Supplied text:
================

Synthetic gene circuits are carefully designed to assemble functionally genetic regulatory devices and implement certain functions through sensing, integration and processing of molecular information in cells. Various synthetic gene circuits have been developed to achieve customizable, programmable functions in cells, including dynamic behaviours, switches and memory, inter-cellular communication, adaptability, cell polarization, digital and analog computation and complex biosynthetic pathways. Most of these gene circuits are constructed by using limited genetic elements and costly, inefficient “trial-error” methods. Therefore, to simplify the design and optimize the sophisticated operation of living cells, the development of a large-scale, functionally well-defined synthetic genetic element library and corresponding computation model and simulation method is very needed.
In the research field of synthetic biology of mammals, engineered synthesis of transcriptional activators and repressors is an important goal in supporting the design of extensible gene circuits. At present, a common strategy for constructing mammalian/eukaryotic transcriptional repressors is to fuse a transcriptional repression domain and an engineered DNA-binding protein domain, such as zinc finger protein, transcription activator-like effector (TALE) and deactivated Cas9 (dCas9) nuclease in the RNA-guided CRISPR (clustered regularly interspaced short palindromic repeats) System. However, transcriptional repression domains, such as the Krüppel-associated box (KRAB) transcriptional repression domain and the mSin interaction domain (SID4), often result in epigenetic modifications nearby the target promoter and thus have a slow response to time. Thus, such transcriptional repression is not suitable for constructing fast-responded and reversible gene circuits.

================

Input data:
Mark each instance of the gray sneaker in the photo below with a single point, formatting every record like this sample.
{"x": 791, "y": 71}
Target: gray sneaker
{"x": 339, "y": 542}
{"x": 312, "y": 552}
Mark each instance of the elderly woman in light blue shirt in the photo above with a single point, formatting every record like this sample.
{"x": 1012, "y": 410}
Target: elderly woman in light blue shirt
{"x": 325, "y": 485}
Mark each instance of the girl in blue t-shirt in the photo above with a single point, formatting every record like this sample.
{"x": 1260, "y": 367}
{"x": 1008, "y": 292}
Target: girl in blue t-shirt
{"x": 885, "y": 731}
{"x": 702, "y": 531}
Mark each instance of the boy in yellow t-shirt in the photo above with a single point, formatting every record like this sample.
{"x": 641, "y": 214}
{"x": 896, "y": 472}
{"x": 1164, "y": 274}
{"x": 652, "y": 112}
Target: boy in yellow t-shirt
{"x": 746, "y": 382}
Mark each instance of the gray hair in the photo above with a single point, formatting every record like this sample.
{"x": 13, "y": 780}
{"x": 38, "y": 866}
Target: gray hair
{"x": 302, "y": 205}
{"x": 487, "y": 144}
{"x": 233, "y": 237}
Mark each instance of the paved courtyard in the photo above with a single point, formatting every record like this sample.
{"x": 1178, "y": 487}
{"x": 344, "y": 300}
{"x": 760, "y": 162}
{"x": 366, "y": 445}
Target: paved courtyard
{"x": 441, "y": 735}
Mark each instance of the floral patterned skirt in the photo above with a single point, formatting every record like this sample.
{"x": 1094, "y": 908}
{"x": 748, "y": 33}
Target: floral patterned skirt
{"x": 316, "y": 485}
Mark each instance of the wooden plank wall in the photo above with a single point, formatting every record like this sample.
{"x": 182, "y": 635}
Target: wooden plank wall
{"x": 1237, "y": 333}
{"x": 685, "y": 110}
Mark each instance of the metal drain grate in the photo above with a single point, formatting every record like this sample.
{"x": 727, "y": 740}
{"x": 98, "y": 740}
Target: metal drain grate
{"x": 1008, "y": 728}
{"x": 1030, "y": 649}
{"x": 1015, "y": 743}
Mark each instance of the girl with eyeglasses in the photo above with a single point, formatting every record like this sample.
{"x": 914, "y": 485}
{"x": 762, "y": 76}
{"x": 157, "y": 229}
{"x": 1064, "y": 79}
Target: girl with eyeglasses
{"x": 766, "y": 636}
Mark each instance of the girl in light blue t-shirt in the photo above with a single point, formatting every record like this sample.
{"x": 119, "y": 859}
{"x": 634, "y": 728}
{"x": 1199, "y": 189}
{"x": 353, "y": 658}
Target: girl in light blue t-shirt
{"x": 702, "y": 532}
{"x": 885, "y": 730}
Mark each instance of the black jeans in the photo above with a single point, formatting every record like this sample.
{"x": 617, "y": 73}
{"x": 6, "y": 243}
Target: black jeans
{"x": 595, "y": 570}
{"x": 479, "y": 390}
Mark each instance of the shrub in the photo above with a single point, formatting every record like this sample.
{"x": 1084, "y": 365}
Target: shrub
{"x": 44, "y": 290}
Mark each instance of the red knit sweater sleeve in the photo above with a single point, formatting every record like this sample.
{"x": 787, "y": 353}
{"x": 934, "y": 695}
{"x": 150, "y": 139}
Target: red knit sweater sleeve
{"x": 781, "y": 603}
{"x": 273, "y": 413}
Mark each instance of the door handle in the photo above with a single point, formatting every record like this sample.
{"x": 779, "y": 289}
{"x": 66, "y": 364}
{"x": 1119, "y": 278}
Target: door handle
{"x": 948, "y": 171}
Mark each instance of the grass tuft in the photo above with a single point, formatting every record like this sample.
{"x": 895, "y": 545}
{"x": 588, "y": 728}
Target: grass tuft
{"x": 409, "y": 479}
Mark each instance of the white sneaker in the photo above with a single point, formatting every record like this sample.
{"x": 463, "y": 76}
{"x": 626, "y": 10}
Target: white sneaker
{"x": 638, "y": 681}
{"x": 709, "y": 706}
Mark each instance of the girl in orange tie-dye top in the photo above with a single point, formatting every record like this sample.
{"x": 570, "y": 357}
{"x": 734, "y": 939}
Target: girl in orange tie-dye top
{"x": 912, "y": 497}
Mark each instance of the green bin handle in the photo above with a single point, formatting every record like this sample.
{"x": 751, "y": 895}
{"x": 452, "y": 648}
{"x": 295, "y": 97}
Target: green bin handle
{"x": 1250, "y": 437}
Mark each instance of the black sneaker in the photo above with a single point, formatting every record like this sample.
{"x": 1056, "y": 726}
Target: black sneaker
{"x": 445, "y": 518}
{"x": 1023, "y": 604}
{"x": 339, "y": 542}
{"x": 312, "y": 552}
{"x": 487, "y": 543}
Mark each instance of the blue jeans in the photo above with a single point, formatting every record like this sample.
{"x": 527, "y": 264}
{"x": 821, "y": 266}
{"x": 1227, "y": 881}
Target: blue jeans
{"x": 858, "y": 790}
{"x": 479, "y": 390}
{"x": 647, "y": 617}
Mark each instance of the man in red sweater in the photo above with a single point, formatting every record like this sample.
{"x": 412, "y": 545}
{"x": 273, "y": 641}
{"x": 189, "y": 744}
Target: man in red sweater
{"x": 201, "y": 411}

================

Work instructions:
(1) Answer these questions using the gene circuit text.
(a) According to the text, how are most synthetic gene circuits constructed?
(b) What two domains are fused in the common strategy for constructing mammalian/eukaryotic transcriptional repressors?
(c) What do the KRAB and SID4 transcriptional repression domains often result in?
(2) Reproduce the passage of the gene circuit text starting with "Synthetic gene circuits are" and going on through "is very needed.".

Answers by task:
(1)
(a) By using limited genetic elements and costly, inefficient "trial-error" methods.
(b) A transcriptional repression domain and an engineered DNA-binding protein domain.
(c) Epigenetic modifications nearby the target promoter, which give them a slow response to time.

(2)
Synthetic gene circuits are carefully designed to assemble functionally genetic regulatory devices and implement certain functions through sensing, integration and processing of molecular information in cells. Various synthetic gene circuits have been developed to achieve customizable, programmable functions in cells, including dynamic behaviours, switches and memory, inter-cellular communication, adaptability, cell polarization, digital and analog computation and complex biosynthetic pathways. Most of these gene circuits are constructed by using limited genetic elements and costly, inefficient “trial-error” methods. Therefore, to simplify the design and optimize the sophisticated operation of living cells, the development of a large-scale, functionally well-defined synthetic genetic element library and corresponding computation model and simulation method is very needed.